Source data
⁂
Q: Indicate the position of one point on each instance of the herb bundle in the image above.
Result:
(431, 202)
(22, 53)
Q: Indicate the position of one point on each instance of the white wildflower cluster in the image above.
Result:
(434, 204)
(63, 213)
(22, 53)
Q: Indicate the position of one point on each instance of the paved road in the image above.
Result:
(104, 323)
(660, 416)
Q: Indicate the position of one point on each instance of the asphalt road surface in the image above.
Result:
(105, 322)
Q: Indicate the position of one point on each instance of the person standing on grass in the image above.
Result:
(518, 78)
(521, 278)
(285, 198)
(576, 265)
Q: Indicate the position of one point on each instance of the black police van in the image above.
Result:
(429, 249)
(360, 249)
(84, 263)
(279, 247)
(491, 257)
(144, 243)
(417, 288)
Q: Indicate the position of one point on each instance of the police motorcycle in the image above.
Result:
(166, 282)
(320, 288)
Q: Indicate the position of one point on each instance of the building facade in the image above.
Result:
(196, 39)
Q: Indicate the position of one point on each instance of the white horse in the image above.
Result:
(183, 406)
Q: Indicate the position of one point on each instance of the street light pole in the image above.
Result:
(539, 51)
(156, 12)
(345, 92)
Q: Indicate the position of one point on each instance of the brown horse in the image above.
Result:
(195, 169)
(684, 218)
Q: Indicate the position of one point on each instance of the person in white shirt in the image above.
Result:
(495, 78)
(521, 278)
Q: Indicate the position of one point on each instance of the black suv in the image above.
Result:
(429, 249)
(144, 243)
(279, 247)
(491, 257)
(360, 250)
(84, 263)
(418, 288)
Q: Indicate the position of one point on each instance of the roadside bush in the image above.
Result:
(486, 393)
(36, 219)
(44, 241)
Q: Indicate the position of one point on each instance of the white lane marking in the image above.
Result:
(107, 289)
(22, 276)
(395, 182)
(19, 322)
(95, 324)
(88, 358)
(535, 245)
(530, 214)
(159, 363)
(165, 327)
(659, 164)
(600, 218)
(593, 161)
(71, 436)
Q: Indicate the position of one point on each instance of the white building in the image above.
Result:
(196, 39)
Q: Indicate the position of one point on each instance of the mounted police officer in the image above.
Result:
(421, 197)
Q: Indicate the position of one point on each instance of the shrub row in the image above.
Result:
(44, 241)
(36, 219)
⁂
What is expected -> Format every line of the items above as a JSON list of strings, one string per line and no strings for blank lines.

Response to the task ->
[
  "Q: Indicate the position of one point on each instance of the herb bundle in the image above.",
  "Result:",
  "(431, 202)",
  "(22, 53)",
  "Q: Indicate the position of one point on each instance of the white wildflower cluster in the image above.",
  "Result:",
  "(434, 204)",
  "(63, 213)",
  "(22, 53)",
  "Q: Indicate the position of one point on each instance of the paved road in the image above.",
  "Result:",
  "(104, 323)",
  "(660, 416)",
  "Q: Indicate the position of one point on each instance of the asphalt road surface in the image above.",
  "Result:",
  "(105, 322)",
  "Q: Indicate the position of one point on each instance of the person standing on grass in the image above.",
  "Result:",
  "(518, 78)",
  "(521, 278)",
  "(285, 198)",
  "(576, 265)",
  "Q: Indicate the position of one point on each instance of the black police van in the image above.",
  "Result:",
  "(429, 249)",
  "(360, 249)",
  "(84, 263)",
  "(279, 247)",
  "(491, 257)",
  "(144, 243)",
  "(417, 288)",
  "Q: Indicate the position of one point on each instance of the police motorcycle in the image above.",
  "Result:",
  "(166, 282)",
  "(320, 288)",
  "Q: Indicate the position of one point on each instance of the building facade in the image above.",
  "Result:",
  "(196, 39)",
  "Q: Indicate the position of one point on each instance of the white horse in the image above.",
  "Result:",
  "(183, 406)",
  "Q: Indicate the position of one point on each instance of the street light pole in the image above.",
  "Result:",
  "(539, 51)",
  "(156, 12)",
  "(345, 92)",
  "Q: Indicate the position of one point on each instance of the brown horse in the image above.",
  "Result:",
  "(195, 169)",
  "(684, 218)",
  "Q: Indicate the position of one point on each instance of the person in white shirt in the image above.",
  "Result:",
  "(495, 78)",
  "(521, 278)",
  "Q: Indicate the position of one point on each instance of the black suv in the image above.",
  "Result:",
  "(429, 249)",
  "(144, 243)",
  "(279, 247)",
  "(491, 257)",
  "(360, 250)",
  "(84, 263)",
  "(418, 288)",
  "Q: Indicate the position of one point on each instance of the roadside bush in the image above.",
  "Result:",
  "(486, 393)",
  "(36, 219)",
  "(44, 241)",
  "Q: Indicate the position of one point on each instance of the white lane marking in the image above.",
  "Result:",
  "(107, 289)",
  "(22, 276)",
  "(395, 182)",
  "(19, 322)",
  "(95, 324)",
  "(88, 358)",
  "(535, 245)",
  "(530, 214)",
  "(159, 363)",
  "(165, 327)",
  "(659, 164)",
  "(600, 218)",
  "(593, 161)",
  "(71, 436)",
  "Q: Indicate the position of one point on each instance of the white building in the image above.",
  "Result:",
  "(196, 39)",
  "Q: Indicate the position of one point on each instance of the mounted police officer in the image above.",
  "Result:",
  "(421, 197)",
  "Q: Indicate the position of one point on each instance of the shrub row in the image above.",
  "Result:",
  "(44, 241)",
  "(36, 219)"
]